Exercise brief: Look through the material and tally each line bearing the word "green". Give only the total.

***** Given data *****

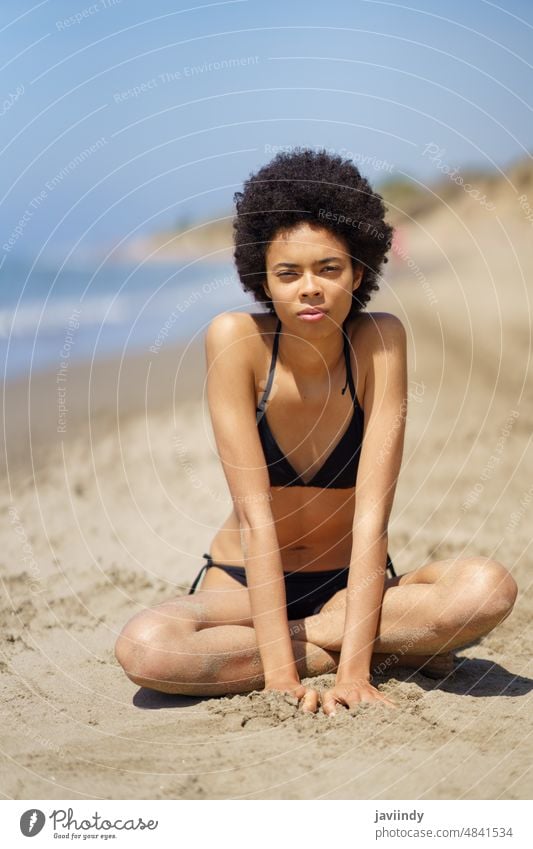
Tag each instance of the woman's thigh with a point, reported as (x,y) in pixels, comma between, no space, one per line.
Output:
(220,600)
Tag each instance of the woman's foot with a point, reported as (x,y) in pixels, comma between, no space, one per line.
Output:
(432,666)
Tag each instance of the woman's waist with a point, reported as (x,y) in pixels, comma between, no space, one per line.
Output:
(296,556)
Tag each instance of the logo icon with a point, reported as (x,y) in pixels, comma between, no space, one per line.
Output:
(32,822)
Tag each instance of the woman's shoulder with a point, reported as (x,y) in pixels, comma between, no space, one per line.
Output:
(377,329)
(232,326)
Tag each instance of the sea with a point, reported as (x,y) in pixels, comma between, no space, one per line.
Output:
(51,313)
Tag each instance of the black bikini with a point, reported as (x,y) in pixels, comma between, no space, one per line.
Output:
(339,471)
(306,592)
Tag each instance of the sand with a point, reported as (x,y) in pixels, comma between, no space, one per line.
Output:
(114,515)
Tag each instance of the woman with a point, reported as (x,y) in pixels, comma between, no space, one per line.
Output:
(295,582)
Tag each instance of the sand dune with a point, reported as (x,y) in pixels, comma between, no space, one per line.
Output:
(115,516)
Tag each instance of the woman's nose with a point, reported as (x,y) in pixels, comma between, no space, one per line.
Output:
(310,284)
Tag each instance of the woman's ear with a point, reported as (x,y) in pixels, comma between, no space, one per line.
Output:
(357,277)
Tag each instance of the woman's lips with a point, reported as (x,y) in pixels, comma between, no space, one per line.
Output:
(312,316)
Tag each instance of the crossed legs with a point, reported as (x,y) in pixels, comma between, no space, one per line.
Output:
(204,644)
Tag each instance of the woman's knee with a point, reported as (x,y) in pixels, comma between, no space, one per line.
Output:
(484,590)
(151,643)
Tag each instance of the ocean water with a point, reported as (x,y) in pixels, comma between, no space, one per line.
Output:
(49,315)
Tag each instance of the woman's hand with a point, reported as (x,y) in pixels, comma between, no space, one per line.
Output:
(351,693)
(307,697)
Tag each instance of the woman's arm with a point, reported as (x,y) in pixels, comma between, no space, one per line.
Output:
(385,403)
(232,402)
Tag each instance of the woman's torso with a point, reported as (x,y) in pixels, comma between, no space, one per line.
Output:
(313,525)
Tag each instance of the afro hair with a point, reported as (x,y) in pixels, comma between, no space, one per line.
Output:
(322,190)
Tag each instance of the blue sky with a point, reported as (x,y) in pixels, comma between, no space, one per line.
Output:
(178,103)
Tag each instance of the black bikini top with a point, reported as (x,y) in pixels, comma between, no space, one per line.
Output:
(339,470)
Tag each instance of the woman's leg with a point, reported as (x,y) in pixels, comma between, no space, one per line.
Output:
(428,611)
(205,644)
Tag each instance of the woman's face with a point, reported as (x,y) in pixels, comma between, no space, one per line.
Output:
(309,267)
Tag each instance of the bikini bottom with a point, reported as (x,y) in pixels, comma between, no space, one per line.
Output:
(306,592)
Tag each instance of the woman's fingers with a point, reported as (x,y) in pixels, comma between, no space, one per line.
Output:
(329,703)
(309,701)
(332,699)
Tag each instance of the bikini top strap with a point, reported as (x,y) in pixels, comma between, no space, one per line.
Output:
(349,375)
(261,405)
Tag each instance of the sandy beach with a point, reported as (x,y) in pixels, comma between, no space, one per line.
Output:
(113,513)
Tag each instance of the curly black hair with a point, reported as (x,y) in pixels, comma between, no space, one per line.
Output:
(323,190)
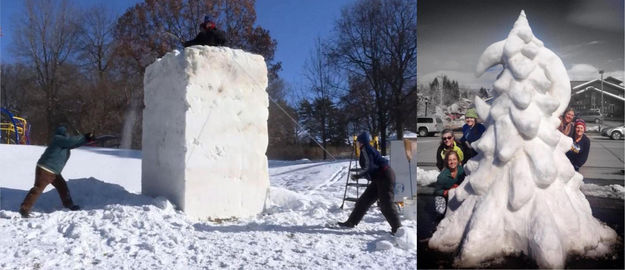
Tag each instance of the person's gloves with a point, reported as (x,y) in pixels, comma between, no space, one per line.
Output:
(89,136)
(447,190)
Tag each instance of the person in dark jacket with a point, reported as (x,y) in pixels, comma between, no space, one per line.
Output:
(374,167)
(49,167)
(448,143)
(449,178)
(566,123)
(209,35)
(471,131)
(581,146)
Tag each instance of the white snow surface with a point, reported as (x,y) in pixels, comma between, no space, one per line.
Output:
(120,229)
(521,194)
(205,131)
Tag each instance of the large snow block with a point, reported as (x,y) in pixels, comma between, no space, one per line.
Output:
(205,131)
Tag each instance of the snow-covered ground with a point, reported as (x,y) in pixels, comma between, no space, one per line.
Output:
(120,229)
(428,177)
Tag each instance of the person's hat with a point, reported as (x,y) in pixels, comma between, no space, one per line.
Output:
(581,123)
(471,113)
(364,138)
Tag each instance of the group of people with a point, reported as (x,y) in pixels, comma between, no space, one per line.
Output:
(576,130)
(452,153)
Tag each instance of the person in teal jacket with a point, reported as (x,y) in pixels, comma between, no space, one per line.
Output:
(49,167)
(450,177)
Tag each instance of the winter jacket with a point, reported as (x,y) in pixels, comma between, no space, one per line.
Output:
(370,162)
(445,181)
(469,135)
(57,153)
(579,152)
(441,151)
(210,37)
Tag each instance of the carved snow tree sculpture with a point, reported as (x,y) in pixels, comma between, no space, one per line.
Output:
(522,194)
(205,131)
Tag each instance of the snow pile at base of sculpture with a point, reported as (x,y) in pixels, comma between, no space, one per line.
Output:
(205,131)
(521,193)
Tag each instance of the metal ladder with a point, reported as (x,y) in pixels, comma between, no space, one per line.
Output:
(358,184)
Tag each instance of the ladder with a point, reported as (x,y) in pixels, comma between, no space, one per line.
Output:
(353,160)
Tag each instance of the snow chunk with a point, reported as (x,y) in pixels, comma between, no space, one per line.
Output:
(205,131)
(406,238)
(426,177)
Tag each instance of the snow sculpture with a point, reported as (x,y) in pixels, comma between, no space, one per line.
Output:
(521,193)
(205,131)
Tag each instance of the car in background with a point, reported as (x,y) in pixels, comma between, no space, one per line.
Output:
(615,133)
(591,116)
(428,126)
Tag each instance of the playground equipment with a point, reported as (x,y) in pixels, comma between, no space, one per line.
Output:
(15,131)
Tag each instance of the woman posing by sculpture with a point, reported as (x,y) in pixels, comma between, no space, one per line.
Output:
(449,178)
(581,146)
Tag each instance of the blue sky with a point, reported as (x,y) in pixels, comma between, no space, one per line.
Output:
(295,24)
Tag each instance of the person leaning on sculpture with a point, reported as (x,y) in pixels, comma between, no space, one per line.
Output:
(49,167)
(374,167)
(209,35)
(449,178)
(448,143)
(566,123)
(581,146)
(471,131)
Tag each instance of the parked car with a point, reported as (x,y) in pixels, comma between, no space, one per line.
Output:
(591,116)
(615,133)
(427,126)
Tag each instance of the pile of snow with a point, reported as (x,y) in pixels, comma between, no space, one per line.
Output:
(205,131)
(121,229)
(522,194)
(426,177)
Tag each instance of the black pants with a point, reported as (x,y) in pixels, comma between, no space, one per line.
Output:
(381,189)
(42,179)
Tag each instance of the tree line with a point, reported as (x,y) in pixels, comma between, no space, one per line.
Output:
(84,67)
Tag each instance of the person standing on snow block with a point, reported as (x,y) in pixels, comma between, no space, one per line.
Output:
(49,169)
(374,167)
(209,35)
(449,178)
(471,132)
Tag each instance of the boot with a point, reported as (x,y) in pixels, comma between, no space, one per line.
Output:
(346,224)
(394,230)
(24,213)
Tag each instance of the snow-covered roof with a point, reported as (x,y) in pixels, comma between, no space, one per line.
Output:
(599,90)
(580,86)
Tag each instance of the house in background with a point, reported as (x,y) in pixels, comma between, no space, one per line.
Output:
(586,96)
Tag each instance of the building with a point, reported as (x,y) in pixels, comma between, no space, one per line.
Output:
(586,96)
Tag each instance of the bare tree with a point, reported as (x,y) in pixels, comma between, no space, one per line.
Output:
(360,51)
(322,82)
(46,35)
(399,39)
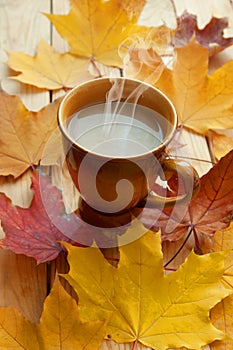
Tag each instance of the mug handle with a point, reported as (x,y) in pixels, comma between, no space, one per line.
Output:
(190,180)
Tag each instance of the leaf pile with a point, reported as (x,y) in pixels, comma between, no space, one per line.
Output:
(209,211)
(145,308)
(58,326)
(135,302)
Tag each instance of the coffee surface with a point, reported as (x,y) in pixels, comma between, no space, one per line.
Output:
(117,130)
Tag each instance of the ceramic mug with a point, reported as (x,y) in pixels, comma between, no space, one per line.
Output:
(112,183)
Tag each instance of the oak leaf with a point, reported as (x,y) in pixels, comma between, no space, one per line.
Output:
(208,212)
(36,231)
(211,36)
(96,29)
(23,134)
(59,327)
(148,307)
(49,69)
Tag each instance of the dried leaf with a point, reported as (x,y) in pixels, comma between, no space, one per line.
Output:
(202,102)
(143,64)
(36,231)
(171,315)
(96,29)
(60,326)
(49,69)
(222,143)
(211,36)
(18,190)
(23,134)
(222,314)
(208,212)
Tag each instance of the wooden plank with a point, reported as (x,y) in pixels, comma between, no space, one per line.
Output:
(22,283)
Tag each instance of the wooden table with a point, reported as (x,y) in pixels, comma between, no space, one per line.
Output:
(23,284)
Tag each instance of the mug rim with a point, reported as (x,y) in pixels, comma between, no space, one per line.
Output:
(75,144)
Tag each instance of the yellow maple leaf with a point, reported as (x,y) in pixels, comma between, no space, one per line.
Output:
(202,101)
(148,307)
(222,314)
(59,327)
(49,69)
(222,143)
(96,28)
(23,134)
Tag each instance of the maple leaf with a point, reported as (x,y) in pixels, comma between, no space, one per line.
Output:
(202,102)
(90,36)
(23,134)
(211,34)
(58,327)
(222,314)
(36,231)
(208,212)
(171,315)
(49,69)
(222,143)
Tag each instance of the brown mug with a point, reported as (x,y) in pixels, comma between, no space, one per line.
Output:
(113,183)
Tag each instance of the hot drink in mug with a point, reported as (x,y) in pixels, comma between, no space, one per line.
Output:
(115,149)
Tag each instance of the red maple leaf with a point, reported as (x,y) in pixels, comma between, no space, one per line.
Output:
(37,231)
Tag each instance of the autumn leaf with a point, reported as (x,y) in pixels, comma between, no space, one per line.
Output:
(202,102)
(48,68)
(221,143)
(36,231)
(143,64)
(222,314)
(160,311)
(96,29)
(211,36)
(23,134)
(208,212)
(58,327)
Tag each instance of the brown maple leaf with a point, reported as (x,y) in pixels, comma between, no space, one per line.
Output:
(36,231)
(209,211)
(211,34)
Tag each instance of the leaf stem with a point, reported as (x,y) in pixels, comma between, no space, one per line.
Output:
(181,247)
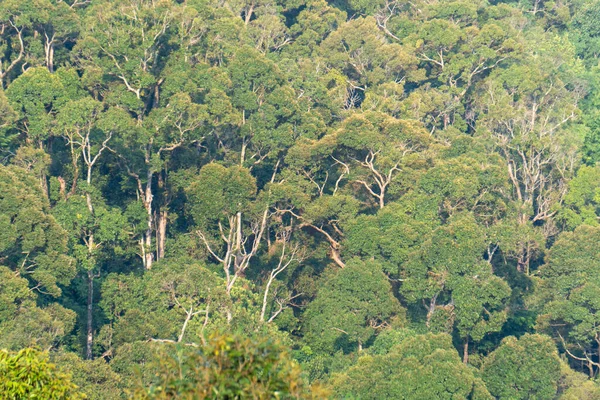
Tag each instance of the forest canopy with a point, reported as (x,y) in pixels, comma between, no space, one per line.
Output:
(346,199)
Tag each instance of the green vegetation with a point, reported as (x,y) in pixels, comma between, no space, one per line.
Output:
(346,199)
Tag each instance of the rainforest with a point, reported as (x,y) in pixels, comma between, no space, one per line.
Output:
(300,199)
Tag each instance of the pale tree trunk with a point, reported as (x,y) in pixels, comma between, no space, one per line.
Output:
(281,266)
(148,254)
(161,234)
(90,316)
(49,50)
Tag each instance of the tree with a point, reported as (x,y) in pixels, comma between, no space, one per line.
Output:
(28,374)
(229,367)
(524,368)
(565,295)
(352,305)
(421,366)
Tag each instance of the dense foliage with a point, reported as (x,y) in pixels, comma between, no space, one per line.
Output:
(300,198)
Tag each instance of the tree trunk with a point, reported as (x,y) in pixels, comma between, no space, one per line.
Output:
(161,234)
(90,316)
(148,197)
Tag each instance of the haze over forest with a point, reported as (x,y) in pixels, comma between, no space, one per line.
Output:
(295,199)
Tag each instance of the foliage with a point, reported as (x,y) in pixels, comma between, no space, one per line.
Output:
(28,374)
(228,367)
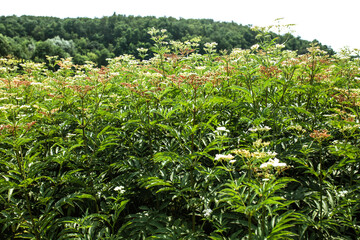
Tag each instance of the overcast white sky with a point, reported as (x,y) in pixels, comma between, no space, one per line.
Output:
(334,23)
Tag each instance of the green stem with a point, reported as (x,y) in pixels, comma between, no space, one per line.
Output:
(321,189)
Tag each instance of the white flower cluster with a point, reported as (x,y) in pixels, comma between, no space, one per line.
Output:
(207,212)
(220,157)
(120,189)
(274,162)
(255,47)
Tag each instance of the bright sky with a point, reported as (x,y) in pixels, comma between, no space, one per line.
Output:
(333,23)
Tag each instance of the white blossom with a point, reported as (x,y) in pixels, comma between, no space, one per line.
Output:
(207,212)
(220,157)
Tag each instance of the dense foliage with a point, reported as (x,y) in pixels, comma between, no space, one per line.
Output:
(250,144)
(85,39)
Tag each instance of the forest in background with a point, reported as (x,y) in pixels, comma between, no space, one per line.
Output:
(85,39)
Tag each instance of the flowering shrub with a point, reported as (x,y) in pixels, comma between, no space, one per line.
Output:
(253,144)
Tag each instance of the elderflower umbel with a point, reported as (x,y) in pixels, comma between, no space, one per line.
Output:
(207,212)
(120,189)
(220,157)
(273,163)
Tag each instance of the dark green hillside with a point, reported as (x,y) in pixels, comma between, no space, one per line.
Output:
(32,38)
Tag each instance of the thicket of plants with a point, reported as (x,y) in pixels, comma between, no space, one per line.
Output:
(87,39)
(248,144)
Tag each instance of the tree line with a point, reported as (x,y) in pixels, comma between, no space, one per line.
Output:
(86,39)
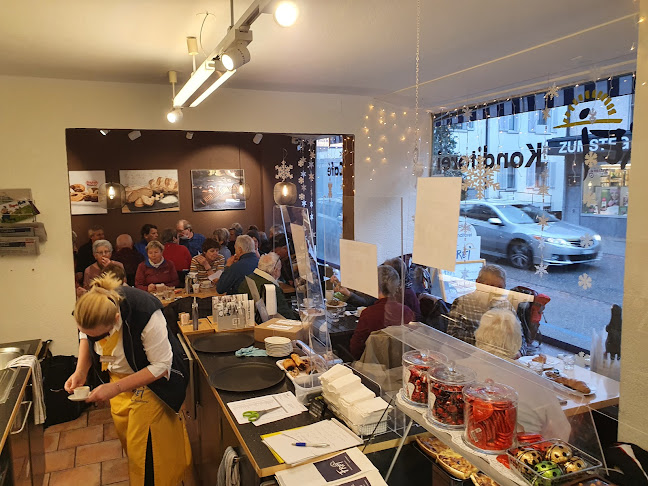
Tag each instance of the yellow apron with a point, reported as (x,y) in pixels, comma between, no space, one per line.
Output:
(138,412)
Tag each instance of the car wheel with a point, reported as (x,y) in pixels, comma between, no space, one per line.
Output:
(520,254)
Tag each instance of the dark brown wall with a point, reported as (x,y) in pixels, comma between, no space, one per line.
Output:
(87,149)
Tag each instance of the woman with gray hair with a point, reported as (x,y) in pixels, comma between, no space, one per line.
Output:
(387,311)
(102,251)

*****

Written solution: 3